> What needs to be done
Copy out, word for word, the part of the items below that begins with the line containing "outline --target=white cloud" and continues through the last item, including both ends.

> Provided data
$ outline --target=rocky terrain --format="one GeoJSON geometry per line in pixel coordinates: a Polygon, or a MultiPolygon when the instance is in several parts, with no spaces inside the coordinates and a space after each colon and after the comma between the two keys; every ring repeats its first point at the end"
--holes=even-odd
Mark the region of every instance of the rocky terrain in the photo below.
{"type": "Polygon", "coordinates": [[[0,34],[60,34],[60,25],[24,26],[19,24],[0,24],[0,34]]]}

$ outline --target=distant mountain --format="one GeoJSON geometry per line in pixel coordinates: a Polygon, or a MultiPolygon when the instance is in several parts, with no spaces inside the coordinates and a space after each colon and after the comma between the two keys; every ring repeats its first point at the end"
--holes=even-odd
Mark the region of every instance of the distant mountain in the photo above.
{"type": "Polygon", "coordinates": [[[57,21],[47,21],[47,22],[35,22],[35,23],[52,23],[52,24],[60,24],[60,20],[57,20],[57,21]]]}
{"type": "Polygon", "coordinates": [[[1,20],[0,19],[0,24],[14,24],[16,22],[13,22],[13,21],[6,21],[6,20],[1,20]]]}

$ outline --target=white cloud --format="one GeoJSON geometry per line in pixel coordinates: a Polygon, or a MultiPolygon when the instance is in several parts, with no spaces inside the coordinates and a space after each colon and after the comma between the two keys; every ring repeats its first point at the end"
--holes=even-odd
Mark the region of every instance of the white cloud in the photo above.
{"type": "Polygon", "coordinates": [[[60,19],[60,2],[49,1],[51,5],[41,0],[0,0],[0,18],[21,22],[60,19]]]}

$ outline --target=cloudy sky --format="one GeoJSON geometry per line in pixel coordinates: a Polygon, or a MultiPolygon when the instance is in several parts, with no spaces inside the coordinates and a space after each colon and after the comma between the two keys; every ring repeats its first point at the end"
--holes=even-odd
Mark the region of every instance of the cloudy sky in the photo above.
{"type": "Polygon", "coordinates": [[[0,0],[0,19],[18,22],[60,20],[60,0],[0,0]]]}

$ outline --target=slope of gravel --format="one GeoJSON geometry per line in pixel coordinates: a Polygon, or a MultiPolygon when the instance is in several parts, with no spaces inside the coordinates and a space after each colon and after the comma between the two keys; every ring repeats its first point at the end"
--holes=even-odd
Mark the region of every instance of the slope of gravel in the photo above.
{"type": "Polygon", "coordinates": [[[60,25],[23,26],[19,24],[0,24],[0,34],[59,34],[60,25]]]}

> Answer for the task
$ outline --target=white cloud --format="one GeoJSON geometry per line in pixel coordinates: a Polygon, or a MultiPolygon when the instance is in several parts, with no spaces inside the coordinates and a space after each colon and after the comma between the two keys; every ring repeats its first point at the end"
--holes=even-odd
Mark the region of every instance of the white cloud in the photo above.
{"type": "Polygon", "coordinates": [[[60,19],[60,2],[49,1],[51,5],[41,0],[0,0],[0,18],[21,22],[60,19]]]}

$ outline --target=cloudy sky --format="one GeoJSON geometry per line in pixel coordinates: a Polygon, or a MultiPolygon when the instance is in several parts, with no spaces inside the coordinates and a space after each colon and after the comma between the two keys; every ring repeats its first point at the end"
--holes=even-odd
Mark the region of every instance of the cloudy sky in the photo above.
{"type": "Polygon", "coordinates": [[[0,0],[0,19],[18,22],[60,20],[60,0],[0,0]]]}

$ outline --target=slope of gravel --format="one GeoJSON geometry per line in pixel coordinates: a Polygon, or a MultiPolygon when the instance is in several parts, with no spaces inside the coordinates and a space after each colon and after the comma between the two keys; every ring repeats its first point at the end"
--holes=even-odd
Mark the region of every instance of the slope of gravel in the photo above.
{"type": "Polygon", "coordinates": [[[60,25],[23,26],[19,24],[0,24],[0,34],[59,34],[60,25]]]}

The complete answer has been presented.